REQUEST -> Please repeat the lines from the line with "Task — for every instance of the blue" up to and including the final line, swapping "clear sky" for "cloudless sky" and keeping everything else unchanged.

DATA FOR THIS TASK ->
============

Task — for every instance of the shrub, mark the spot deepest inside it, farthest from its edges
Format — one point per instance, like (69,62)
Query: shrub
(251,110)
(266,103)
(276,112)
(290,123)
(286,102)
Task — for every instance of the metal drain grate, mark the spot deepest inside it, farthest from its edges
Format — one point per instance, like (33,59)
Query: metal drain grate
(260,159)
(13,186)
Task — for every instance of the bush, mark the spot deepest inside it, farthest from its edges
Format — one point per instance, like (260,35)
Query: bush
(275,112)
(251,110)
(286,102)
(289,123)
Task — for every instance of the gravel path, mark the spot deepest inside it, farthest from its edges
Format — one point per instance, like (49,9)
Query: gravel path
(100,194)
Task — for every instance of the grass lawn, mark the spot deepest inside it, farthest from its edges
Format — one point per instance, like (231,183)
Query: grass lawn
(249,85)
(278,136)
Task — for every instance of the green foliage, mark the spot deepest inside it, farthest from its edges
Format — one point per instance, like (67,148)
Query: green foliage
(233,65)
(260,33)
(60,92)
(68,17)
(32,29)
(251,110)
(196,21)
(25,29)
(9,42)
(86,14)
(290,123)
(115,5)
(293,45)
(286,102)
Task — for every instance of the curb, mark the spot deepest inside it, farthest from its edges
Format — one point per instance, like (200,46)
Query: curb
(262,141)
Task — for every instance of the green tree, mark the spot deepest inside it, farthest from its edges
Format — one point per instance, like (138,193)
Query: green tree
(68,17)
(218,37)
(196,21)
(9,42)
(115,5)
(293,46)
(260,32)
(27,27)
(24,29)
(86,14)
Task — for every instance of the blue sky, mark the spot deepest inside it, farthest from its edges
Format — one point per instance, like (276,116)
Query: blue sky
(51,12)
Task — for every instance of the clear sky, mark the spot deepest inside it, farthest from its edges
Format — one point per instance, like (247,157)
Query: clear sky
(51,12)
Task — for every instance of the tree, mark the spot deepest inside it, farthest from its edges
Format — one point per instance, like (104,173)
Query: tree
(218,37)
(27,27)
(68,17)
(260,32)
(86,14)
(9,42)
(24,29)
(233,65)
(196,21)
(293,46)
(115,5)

============

FINAL RESULT ->
Task — for every instance of the blue sky, mark the spot deepest inside it, farthest from its edges
Format — one point per instance, like (276,116)
Query: blue sky
(51,12)
Task — for every instance of the cloudless sky, mark the spot deepest inside it, farthest from its edges
Format — one point per instance, like (247,157)
Query: cloudless sky
(51,12)
Task — for every instance of the tree, mark the spot deepest inside it, farthest from its edges
Format — one point per instance, like (104,173)
Query: tree
(218,37)
(27,27)
(68,17)
(260,32)
(86,14)
(9,42)
(24,29)
(233,65)
(196,21)
(293,46)
(115,5)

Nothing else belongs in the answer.